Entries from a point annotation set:
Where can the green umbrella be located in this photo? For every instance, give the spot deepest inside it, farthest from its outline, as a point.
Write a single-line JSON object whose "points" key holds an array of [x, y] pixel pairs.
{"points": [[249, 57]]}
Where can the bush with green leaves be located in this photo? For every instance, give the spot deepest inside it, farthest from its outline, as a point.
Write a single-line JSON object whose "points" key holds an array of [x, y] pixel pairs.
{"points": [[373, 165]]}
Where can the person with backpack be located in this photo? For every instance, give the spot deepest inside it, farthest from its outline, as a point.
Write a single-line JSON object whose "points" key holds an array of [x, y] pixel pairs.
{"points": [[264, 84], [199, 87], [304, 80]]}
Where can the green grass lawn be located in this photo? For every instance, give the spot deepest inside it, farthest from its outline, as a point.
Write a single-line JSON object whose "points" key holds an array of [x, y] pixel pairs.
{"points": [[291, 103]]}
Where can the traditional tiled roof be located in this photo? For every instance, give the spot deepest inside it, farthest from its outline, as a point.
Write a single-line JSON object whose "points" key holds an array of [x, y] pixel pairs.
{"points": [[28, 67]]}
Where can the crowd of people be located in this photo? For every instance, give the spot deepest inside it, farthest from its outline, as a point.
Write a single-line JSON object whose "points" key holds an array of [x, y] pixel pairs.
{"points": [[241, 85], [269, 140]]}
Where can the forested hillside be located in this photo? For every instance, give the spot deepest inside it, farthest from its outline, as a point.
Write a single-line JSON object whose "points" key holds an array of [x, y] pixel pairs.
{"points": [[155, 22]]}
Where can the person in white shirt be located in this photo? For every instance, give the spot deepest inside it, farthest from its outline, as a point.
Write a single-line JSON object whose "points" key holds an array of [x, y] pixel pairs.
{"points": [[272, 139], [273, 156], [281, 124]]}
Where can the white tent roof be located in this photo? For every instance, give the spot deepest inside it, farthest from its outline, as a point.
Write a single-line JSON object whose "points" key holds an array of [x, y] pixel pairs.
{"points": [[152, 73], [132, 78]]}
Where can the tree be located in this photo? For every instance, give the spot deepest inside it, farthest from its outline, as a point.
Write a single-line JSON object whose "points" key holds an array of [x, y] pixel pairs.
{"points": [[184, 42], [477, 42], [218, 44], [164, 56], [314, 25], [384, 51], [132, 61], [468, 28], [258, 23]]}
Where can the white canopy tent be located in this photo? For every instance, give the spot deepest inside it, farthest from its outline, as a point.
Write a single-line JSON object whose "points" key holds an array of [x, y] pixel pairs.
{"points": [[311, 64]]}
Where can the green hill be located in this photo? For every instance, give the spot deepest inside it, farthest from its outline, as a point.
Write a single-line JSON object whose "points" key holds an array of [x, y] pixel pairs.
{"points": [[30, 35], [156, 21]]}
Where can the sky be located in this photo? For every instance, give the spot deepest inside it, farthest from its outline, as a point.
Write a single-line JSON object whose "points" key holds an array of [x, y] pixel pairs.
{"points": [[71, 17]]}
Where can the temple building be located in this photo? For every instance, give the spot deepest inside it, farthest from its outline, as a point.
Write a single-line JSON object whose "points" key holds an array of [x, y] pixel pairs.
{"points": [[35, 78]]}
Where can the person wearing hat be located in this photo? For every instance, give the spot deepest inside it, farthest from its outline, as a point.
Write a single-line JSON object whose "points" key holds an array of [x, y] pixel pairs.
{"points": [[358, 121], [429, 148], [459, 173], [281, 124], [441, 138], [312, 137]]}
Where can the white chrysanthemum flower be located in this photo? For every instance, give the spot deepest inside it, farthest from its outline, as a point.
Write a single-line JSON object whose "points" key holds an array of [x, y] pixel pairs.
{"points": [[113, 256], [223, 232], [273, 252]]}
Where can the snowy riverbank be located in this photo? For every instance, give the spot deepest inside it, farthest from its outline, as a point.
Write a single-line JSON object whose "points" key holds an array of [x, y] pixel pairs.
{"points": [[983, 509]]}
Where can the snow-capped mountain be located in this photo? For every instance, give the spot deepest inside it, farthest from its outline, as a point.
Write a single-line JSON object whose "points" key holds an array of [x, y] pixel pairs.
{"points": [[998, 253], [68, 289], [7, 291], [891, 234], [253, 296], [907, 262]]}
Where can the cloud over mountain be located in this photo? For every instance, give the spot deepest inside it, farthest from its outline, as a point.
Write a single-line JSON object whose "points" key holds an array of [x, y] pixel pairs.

Problem to work on: Pull out every line from the one with "Where can the temple" to the end of the listing, and output only those.

Final result:
Where can the temple building be located in this photo? For every instance, give the spot deepest inside it, farthest from its outline, as a point.
Write a single-line JSON object whose "points" key holds an array of [x, y] pixel pairs.
{"points": [[35, 78]]}
Where can the person wearing hat be located in this photo? For every instance, give the spot deepest inside it, farthest from its outline, as a point.
Write a single-line JSON object whose "points" key holds an array of [x, y] pixel pairs.
{"points": [[358, 121], [429, 148], [459, 173], [281, 124], [441, 138], [312, 137]]}
Where can the white chrysanthemum flower be located in this photo? For every instance, give the spot deepest inside it, farthest from its outline, as a point.
Write a single-line JSON object whose "points" key holds an array of [x, y] pixel pairs.
{"points": [[113, 256], [223, 232], [273, 252]]}
Where can the snowy riverbank be located in this photo? For every instance, give the spot deepest inside it, farthest from its outline, as a point.
Write a single-line JSON object whose "points" key holds an array of [x, y] pixel pairs.
{"points": [[983, 509]]}
Where can the snow-capped mountain be located in this photo? For every instance, give the spot deepest inside it, farthest from its outline, as a point.
Write a single-line JSON object whose "points" key holds an array of [x, y] pixel pairs.
{"points": [[998, 253], [68, 289], [7, 291], [891, 234], [253, 296], [907, 262]]}
Where can the cloud over mountain be located in this photo? For every instance, give the spot deepest inside it, farthest from its outline, as a point.
Write a single-line JSON object whose "points" key holds an array of [x, y] pixel pairs.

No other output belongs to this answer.